**Written task:** Please pick out and copy each line in the records below that contains the word "board".

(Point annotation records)
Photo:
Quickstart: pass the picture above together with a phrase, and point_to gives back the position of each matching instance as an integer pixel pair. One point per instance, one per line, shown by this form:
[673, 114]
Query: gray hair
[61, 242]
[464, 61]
==
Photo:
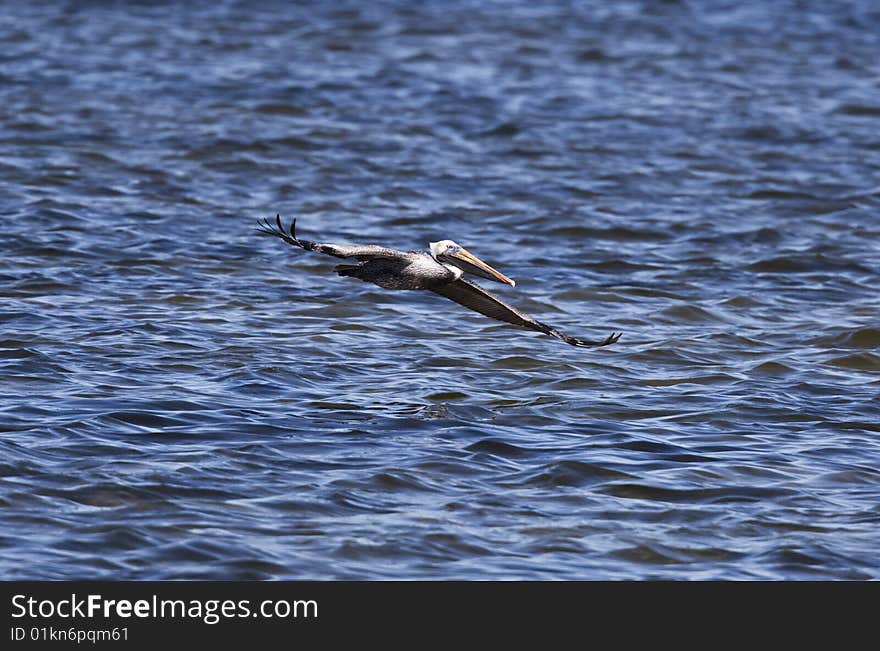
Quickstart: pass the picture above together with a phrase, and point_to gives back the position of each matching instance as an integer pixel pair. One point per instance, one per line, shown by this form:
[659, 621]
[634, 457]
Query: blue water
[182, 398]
---
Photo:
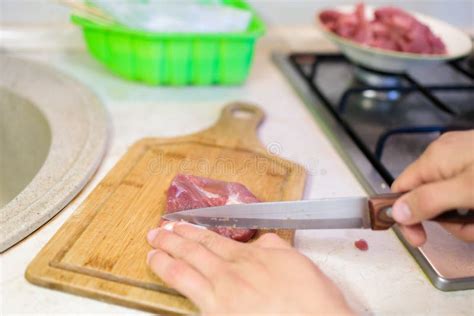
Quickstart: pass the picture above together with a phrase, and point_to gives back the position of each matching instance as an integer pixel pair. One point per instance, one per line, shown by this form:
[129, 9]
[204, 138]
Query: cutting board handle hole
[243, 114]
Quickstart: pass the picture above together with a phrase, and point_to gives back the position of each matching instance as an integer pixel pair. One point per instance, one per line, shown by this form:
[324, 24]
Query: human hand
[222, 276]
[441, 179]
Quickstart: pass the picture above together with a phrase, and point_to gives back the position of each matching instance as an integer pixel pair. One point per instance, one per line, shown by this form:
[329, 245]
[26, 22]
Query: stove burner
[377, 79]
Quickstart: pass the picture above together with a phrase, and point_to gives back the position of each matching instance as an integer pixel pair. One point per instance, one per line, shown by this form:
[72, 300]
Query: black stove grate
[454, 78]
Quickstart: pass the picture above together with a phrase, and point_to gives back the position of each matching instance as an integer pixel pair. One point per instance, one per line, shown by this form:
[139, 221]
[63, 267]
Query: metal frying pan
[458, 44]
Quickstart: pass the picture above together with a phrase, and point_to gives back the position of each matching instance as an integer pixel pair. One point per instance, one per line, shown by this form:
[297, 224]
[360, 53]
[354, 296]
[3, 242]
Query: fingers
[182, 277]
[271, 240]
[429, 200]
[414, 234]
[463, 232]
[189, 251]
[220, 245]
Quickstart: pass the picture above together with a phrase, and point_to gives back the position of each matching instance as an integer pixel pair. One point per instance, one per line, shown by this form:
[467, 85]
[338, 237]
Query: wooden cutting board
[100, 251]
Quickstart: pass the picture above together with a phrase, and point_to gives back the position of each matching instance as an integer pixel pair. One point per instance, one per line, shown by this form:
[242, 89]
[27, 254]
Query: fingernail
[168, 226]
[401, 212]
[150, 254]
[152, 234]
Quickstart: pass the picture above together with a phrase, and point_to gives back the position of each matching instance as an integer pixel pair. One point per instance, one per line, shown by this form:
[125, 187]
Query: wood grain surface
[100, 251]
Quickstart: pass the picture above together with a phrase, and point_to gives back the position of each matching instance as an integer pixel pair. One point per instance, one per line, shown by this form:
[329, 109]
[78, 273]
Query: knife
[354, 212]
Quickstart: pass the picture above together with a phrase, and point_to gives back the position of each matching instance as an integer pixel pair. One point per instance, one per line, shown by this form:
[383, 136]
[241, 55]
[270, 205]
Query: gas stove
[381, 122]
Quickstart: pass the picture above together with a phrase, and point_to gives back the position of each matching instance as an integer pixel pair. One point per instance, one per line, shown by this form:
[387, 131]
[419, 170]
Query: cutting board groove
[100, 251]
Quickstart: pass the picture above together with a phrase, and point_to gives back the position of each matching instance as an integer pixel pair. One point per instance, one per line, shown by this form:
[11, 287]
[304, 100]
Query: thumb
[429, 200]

**Answer for the task:**
Query: cutting board handle hole
Query: wooden cutting board
Query: cutting board groove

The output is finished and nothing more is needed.